YOUR TASK: Restate word for word only the lines from the one with "Phrase: brown long-sleeve top" through the end of the records; no pictures belong in the copy.

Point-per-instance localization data
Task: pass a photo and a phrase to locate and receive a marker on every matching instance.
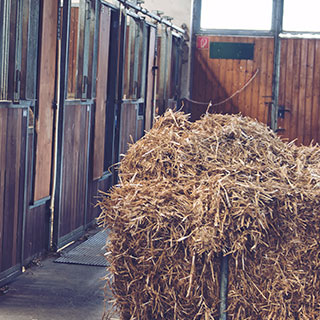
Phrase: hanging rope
(209, 104)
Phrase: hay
(189, 191)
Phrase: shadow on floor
(55, 291)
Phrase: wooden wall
(44, 115)
(74, 171)
(101, 99)
(13, 137)
(217, 79)
(131, 125)
(37, 217)
(300, 90)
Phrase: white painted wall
(180, 11)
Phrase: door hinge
(281, 111)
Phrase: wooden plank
(296, 90)
(150, 79)
(18, 196)
(128, 126)
(74, 169)
(316, 95)
(282, 85)
(37, 231)
(260, 83)
(102, 78)
(44, 121)
(309, 84)
(73, 52)
(302, 90)
(3, 144)
(288, 88)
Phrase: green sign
(231, 50)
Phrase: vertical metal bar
(18, 48)
(136, 66)
(112, 90)
(5, 13)
(195, 28)
(122, 48)
(145, 39)
(95, 49)
(87, 200)
(63, 95)
(224, 286)
(277, 27)
(25, 189)
(86, 47)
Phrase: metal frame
(157, 18)
(64, 102)
(112, 88)
(14, 271)
(63, 95)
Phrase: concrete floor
(55, 291)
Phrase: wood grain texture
(102, 81)
(217, 79)
(44, 121)
(150, 80)
(128, 126)
(74, 171)
(73, 52)
(13, 131)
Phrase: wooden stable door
(13, 148)
(220, 73)
(137, 111)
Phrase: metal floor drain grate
(89, 252)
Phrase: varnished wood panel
(128, 126)
(94, 195)
(73, 52)
(37, 218)
(13, 133)
(74, 171)
(150, 80)
(217, 79)
(36, 232)
(300, 90)
(102, 78)
(44, 121)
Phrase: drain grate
(89, 252)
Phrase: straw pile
(189, 191)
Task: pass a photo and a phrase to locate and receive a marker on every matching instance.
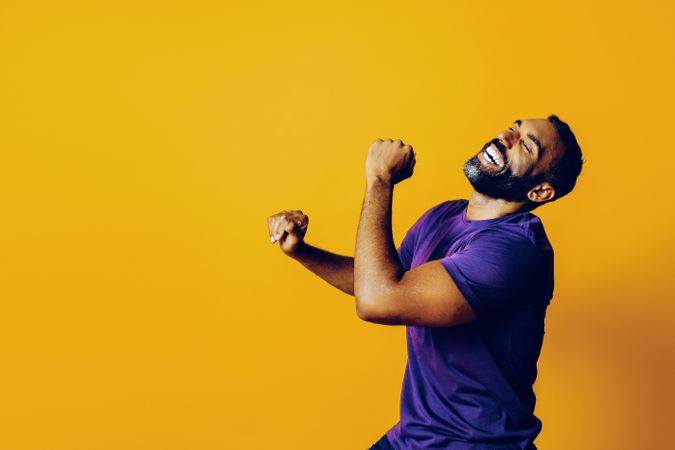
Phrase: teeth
(495, 156)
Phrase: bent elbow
(369, 310)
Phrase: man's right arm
(288, 228)
(338, 270)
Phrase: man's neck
(482, 207)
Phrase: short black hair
(563, 175)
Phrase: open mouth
(494, 156)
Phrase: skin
(424, 296)
(522, 162)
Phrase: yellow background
(144, 145)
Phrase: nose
(508, 137)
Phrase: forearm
(338, 270)
(376, 263)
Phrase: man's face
(517, 160)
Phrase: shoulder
(444, 209)
(523, 232)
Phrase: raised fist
(288, 228)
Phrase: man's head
(535, 161)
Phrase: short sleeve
(493, 271)
(406, 250)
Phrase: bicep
(425, 296)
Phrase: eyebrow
(540, 148)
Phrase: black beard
(501, 185)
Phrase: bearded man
(471, 281)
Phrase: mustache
(499, 146)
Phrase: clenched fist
(389, 161)
(289, 229)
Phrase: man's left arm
(385, 293)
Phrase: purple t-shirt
(470, 386)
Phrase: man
(471, 281)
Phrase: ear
(542, 192)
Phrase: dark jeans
(382, 444)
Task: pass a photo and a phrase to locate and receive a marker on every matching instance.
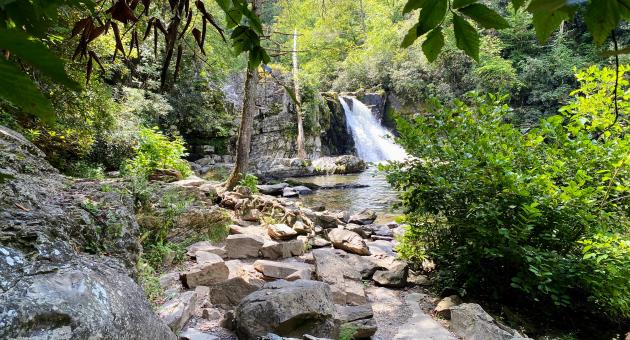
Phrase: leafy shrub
(156, 151)
(250, 181)
(519, 214)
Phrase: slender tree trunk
(243, 144)
(298, 100)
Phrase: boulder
(204, 246)
(303, 190)
(243, 245)
(470, 321)
(229, 293)
(278, 250)
(289, 309)
(290, 193)
(394, 276)
(443, 308)
(348, 241)
(289, 271)
(366, 216)
(281, 231)
(272, 189)
(195, 334)
(178, 311)
(52, 283)
(344, 280)
(212, 270)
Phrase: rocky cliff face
(67, 254)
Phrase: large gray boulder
(289, 309)
(55, 282)
(471, 322)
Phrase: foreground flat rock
(470, 321)
(348, 241)
(288, 309)
(241, 246)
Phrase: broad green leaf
(466, 37)
(601, 18)
(37, 55)
(546, 5)
(431, 15)
(413, 5)
(546, 22)
(484, 16)
(518, 4)
(20, 91)
(433, 45)
(410, 37)
(462, 3)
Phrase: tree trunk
(243, 144)
(298, 101)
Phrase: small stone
(348, 241)
(443, 308)
(206, 273)
(281, 231)
(243, 245)
(284, 270)
(366, 216)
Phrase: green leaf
(37, 55)
(546, 5)
(462, 3)
(433, 45)
(466, 37)
(410, 37)
(413, 5)
(485, 16)
(546, 23)
(518, 4)
(601, 18)
(431, 15)
(20, 91)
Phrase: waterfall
(373, 142)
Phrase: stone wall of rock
(67, 254)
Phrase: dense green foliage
(541, 215)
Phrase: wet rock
(394, 276)
(303, 190)
(229, 293)
(366, 216)
(443, 308)
(290, 193)
(348, 240)
(289, 309)
(360, 318)
(344, 280)
(195, 334)
(272, 189)
(470, 321)
(278, 250)
(178, 311)
(212, 270)
(242, 245)
(52, 284)
(281, 232)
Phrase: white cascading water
(373, 142)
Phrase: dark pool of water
(378, 195)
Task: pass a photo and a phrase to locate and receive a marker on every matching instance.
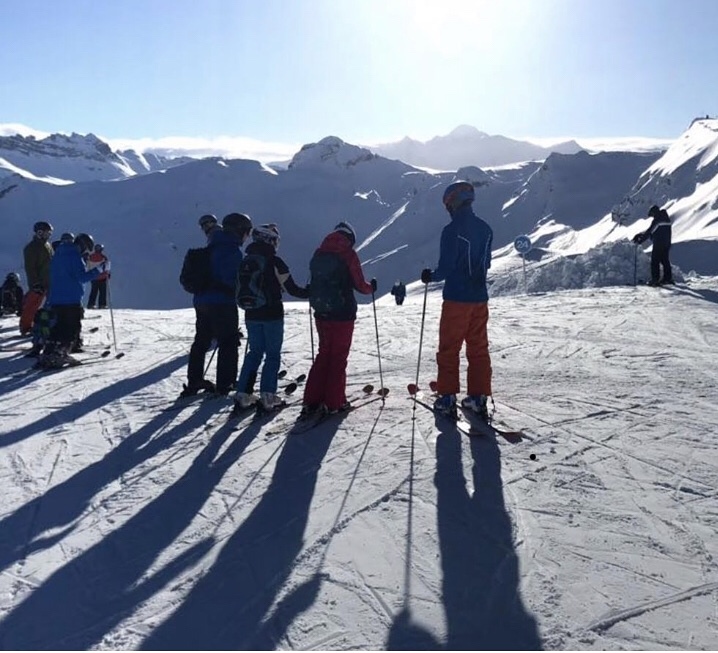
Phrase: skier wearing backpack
(262, 277)
(216, 309)
(37, 255)
(68, 274)
(11, 295)
(465, 257)
(335, 274)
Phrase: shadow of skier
(480, 586)
(92, 593)
(225, 610)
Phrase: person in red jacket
(335, 274)
(99, 285)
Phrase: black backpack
(252, 282)
(329, 279)
(196, 275)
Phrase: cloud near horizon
(240, 147)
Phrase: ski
(307, 424)
(465, 420)
(288, 389)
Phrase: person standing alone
(660, 234)
(335, 274)
(98, 289)
(464, 259)
(37, 255)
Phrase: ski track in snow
(126, 526)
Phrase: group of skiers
(256, 280)
(51, 311)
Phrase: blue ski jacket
(464, 257)
(67, 276)
(225, 258)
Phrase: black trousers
(659, 257)
(218, 322)
(67, 325)
(98, 287)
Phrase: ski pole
(112, 320)
(378, 352)
(421, 336)
(214, 351)
(311, 333)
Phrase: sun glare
(450, 28)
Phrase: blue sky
(367, 71)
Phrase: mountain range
(145, 209)
(467, 146)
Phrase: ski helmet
(266, 233)
(85, 243)
(458, 194)
(346, 229)
(42, 227)
(238, 222)
(207, 221)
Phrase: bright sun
(451, 27)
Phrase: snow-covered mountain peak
(331, 150)
(466, 131)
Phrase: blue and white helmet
(348, 230)
(266, 233)
(458, 194)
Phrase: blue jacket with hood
(465, 257)
(225, 257)
(67, 276)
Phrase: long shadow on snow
(702, 293)
(480, 585)
(228, 606)
(87, 597)
(21, 532)
(107, 395)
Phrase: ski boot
(193, 389)
(477, 404)
(446, 405)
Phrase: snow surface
(124, 526)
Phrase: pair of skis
(464, 419)
(259, 410)
(367, 396)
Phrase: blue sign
(522, 244)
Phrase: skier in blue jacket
(464, 260)
(216, 310)
(68, 274)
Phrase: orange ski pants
(463, 322)
(31, 305)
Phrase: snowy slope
(568, 204)
(467, 146)
(126, 527)
(61, 158)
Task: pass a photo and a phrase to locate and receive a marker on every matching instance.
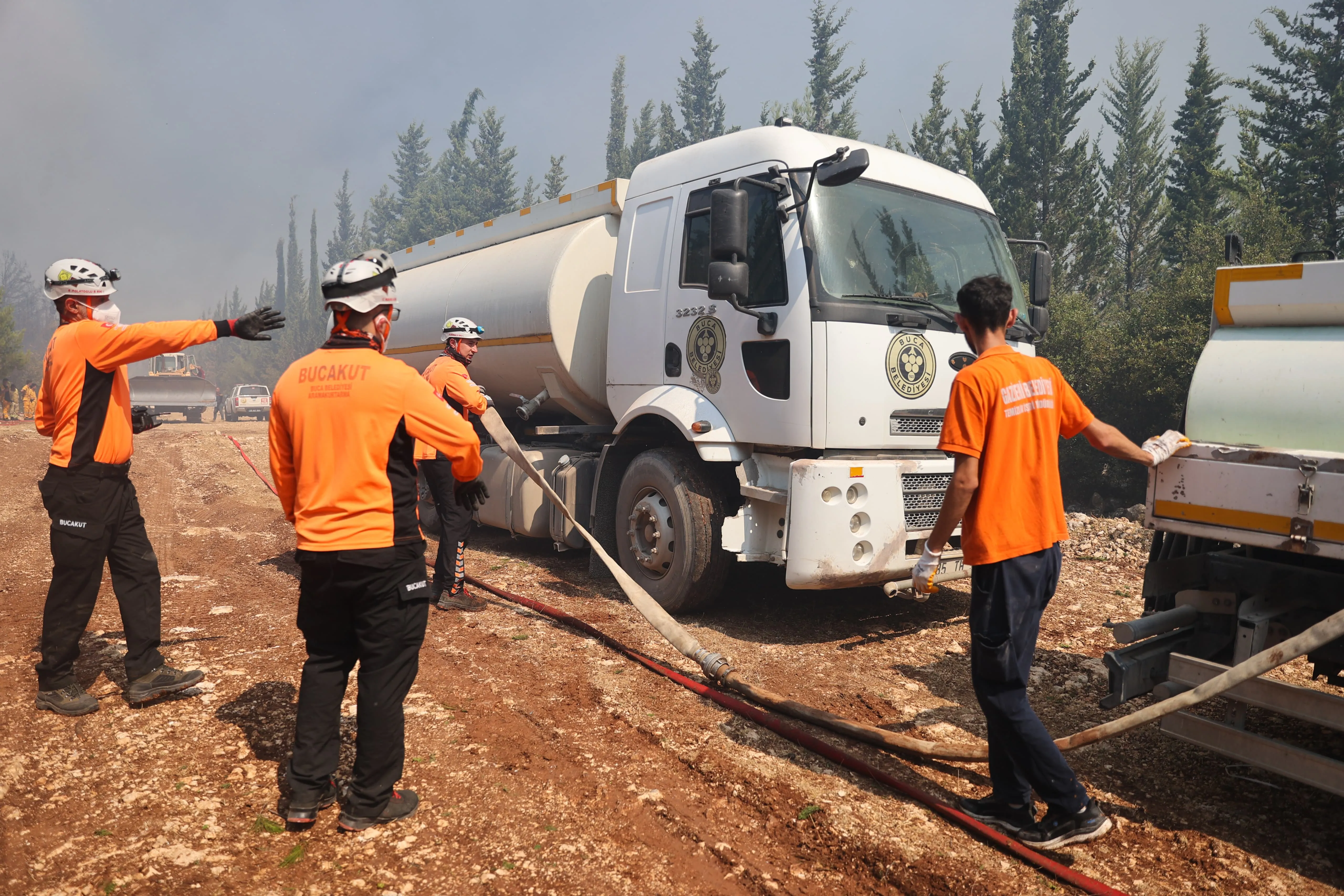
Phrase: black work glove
(471, 495)
(255, 324)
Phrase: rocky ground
(550, 765)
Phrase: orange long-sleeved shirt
(343, 424)
(85, 398)
(449, 378)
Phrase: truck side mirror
(850, 169)
(729, 225)
(1040, 277)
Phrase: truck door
(760, 383)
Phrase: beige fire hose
(718, 669)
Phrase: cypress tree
(617, 158)
(554, 187)
(1138, 171)
(279, 294)
(670, 135)
(1035, 170)
(1301, 117)
(495, 187)
(1193, 188)
(698, 91)
(828, 82)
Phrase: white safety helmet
(362, 284)
(78, 277)
(461, 328)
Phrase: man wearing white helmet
(85, 407)
(449, 378)
(343, 426)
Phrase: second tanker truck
(742, 354)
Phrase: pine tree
(1193, 188)
(529, 197)
(342, 245)
(972, 152)
(931, 139)
(828, 84)
(1301, 117)
(279, 292)
(698, 91)
(1034, 171)
(643, 147)
(315, 275)
(1136, 175)
(670, 135)
(554, 187)
(617, 156)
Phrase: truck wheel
(670, 527)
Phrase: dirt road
(550, 765)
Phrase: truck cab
(792, 420)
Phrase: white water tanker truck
(1249, 520)
(741, 354)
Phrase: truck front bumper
(857, 522)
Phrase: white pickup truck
(248, 401)
(742, 354)
(1249, 520)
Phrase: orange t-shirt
(1010, 410)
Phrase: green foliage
(1194, 194)
(1040, 164)
(1133, 366)
(554, 186)
(831, 84)
(698, 91)
(1301, 117)
(1136, 175)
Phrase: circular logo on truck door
(705, 351)
(910, 365)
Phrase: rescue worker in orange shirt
(343, 424)
(1005, 420)
(449, 378)
(85, 407)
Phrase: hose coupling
(714, 664)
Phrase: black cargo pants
(455, 526)
(96, 518)
(1007, 601)
(366, 606)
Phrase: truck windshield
(886, 245)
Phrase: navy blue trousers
(1007, 600)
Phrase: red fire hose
(819, 747)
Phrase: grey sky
(166, 139)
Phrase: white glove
(1163, 447)
(924, 573)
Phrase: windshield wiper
(909, 300)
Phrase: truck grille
(924, 494)
(916, 425)
(921, 520)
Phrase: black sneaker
(998, 815)
(402, 805)
(162, 682)
(303, 813)
(70, 700)
(1061, 829)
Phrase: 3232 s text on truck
(742, 354)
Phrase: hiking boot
(303, 813)
(70, 700)
(1061, 828)
(998, 815)
(402, 805)
(162, 682)
(461, 600)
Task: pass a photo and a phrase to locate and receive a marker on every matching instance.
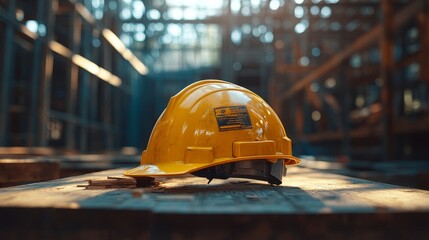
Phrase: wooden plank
(309, 204)
(349, 194)
(366, 40)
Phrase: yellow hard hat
(217, 129)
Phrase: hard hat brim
(179, 168)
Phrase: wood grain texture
(309, 204)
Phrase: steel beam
(6, 78)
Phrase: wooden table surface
(309, 204)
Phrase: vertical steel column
(84, 91)
(35, 80)
(6, 78)
(226, 62)
(387, 62)
(47, 69)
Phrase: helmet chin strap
(253, 169)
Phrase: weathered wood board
(309, 204)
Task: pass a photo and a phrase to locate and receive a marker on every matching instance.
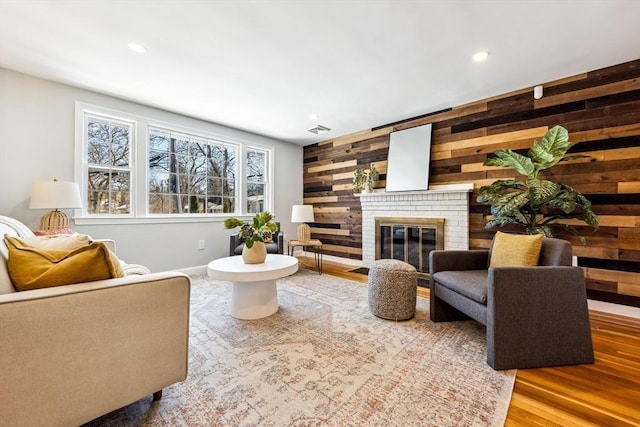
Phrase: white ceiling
(265, 66)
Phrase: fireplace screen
(409, 240)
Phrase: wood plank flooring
(606, 393)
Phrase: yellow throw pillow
(33, 268)
(58, 241)
(515, 250)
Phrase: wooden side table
(316, 248)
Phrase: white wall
(37, 125)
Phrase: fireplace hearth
(409, 239)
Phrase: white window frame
(139, 169)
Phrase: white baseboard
(199, 269)
(620, 310)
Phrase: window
(109, 165)
(132, 167)
(189, 174)
(256, 180)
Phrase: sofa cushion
(32, 268)
(515, 250)
(57, 242)
(470, 283)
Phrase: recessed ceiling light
(137, 47)
(480, 56)
(319, 129)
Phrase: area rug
(324, 360)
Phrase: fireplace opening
(409, 239)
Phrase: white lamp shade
(55, 195)
(302, 213)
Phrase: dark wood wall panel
(601, 110)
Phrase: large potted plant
(538, 205)
(254, 234)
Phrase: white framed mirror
(408, 159)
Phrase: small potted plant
(359, 180)
(254, 234)
(536, 204)
(372, 177)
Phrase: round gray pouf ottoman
(392, 289)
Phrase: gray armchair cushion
(471, 283)
(535, 316)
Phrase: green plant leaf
(502, 221)
(541, 191)
(550, 149)
(509, 159)
(489, 194)
(510, 203)
(232, 223)
(541, 229)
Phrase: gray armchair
(236, 244)
(535, 316)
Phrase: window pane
(109, 156)
(192, 170)
(255, 198)
(255, 166)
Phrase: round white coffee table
(254, 285)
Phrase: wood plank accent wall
(601, 110)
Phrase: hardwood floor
(606, 393)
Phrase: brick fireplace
(449, 203)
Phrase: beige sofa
(72, 353)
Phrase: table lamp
(55, 195)
(303, 214)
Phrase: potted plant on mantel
(364, 180)
(536, 204)
(254, 234)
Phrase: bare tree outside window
(256, 180)
(109, 173)
(190, 174)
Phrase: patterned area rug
(324, 360)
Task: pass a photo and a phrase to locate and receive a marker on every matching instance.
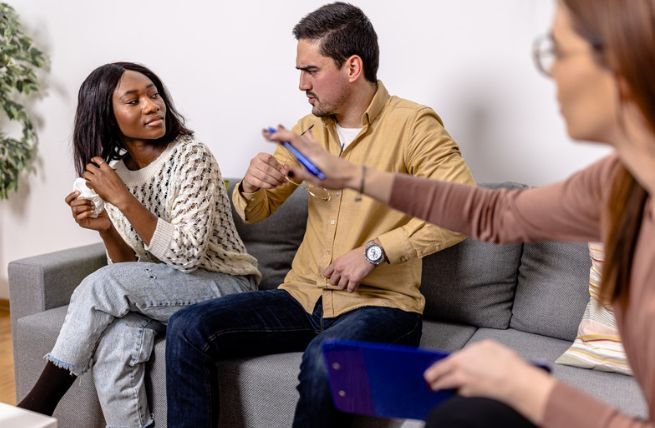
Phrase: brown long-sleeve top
(572, 210)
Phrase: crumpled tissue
(87, 193)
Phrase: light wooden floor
(7, 386)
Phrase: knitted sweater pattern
(183, 187)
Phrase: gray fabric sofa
(530, 297)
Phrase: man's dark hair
(343, 31)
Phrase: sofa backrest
(274, 240)
(553, 289)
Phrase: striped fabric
(598, 345)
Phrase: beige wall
(230, 69)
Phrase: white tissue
(87, 193)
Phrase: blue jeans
(111, 323)
(259, 323)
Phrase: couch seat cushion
(616, 389)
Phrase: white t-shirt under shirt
(346, 135)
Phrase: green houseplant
(19, 62)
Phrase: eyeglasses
(545, 52)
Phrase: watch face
(374, 253)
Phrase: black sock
(48, 390)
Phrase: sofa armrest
(47, 281)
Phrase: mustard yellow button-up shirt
(397, 136)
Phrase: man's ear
(354, 67)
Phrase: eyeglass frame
(538, 53)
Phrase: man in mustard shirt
(357, 272)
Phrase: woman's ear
(625, 93)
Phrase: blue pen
(309, 165)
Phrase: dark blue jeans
(259, 323)
(475, 412)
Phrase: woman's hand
(82, 210)
(106, 183)
(339, 172)
(488, 369)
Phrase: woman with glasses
(601, 56)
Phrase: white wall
(230, 69)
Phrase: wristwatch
(373, 253)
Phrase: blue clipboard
(382, 380)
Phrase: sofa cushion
(472, 282)
(35, 336)
(552, 289)
(598, 343)
(274, 240)
(618, 390)
(445, 336)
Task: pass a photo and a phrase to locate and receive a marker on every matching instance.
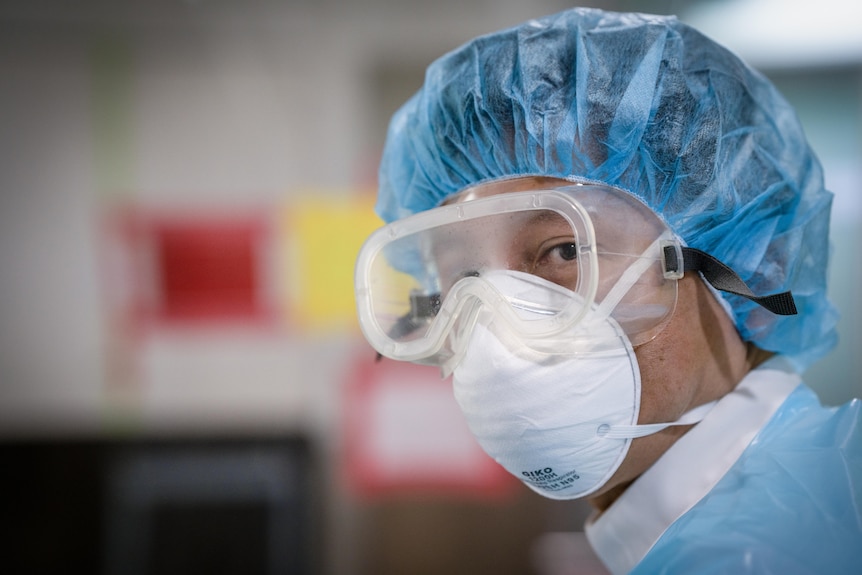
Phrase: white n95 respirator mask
(533, 301)
(561, 423)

SOLUTION:
Phrase: brown long-sleeve top
(572, 210)
Phrase: crumpled tissue
(87, 193)
Phrase: light wooden floor
(7, 386)
Phrase: knitted sweater pattern
(183, 187)
Phrase: gray fabric sofa
(530, 297)
Phrase: man's dark hair
(343, 31)
Phrase: sofa backrest
(274, 240)
(553, 289)
Phrase: striped fabric
(598, 345)
Phrase: beige wall
(230, 69)
Phrase: white tissue
(87, 193)
Phrase: blue jeans
(111, 323)
(259, 323)
Phrase: couch seat cushion
(616, 389)
Phrase: white t-shirt under shirt
(346, 135)
Phrase: green houseplant
(19, 62)
Phrase: eyeglasses
(545, 52)
Phrase: watch face
(374, 253)
Phrase: black sock
(48, 390)
Phrase: sofa armrest
(47, 281)
Phrase: mustard yellow button-up shirt
(397, 136)
Phrase: man's ear
(354, 67)
Phrase: eyeglass frame
(538, 53)
Phrase: man in mustard shirt
(357, 272)
Phrase: woman's ear
(625, 93)
Phrase: blue pen
(309, 165)
Phrase: dark blue jeans
(259, 323)
(475, 412)
Phrase: woman's hand
(82, 210)
(106, 183)
(339, 172)
(488, 369)
Phrase: woman with glasses
(601, 56)
Phrase: white wall
(230, 69)
Phrase: wristwatch
(373, 253)
Phrase: blue clipboard
(382, 380)
Phrase: sofa cushion
(472, 282)
(35, 336)
(552, 289)
(598, 343)
(274, 240)
(618, 390)
(445, 336)
Task: pass a photo and a phrase to locate and receive a marker on every matching instance.
Phrase: white n95 respirator mask
(533, 301)
(561, 423)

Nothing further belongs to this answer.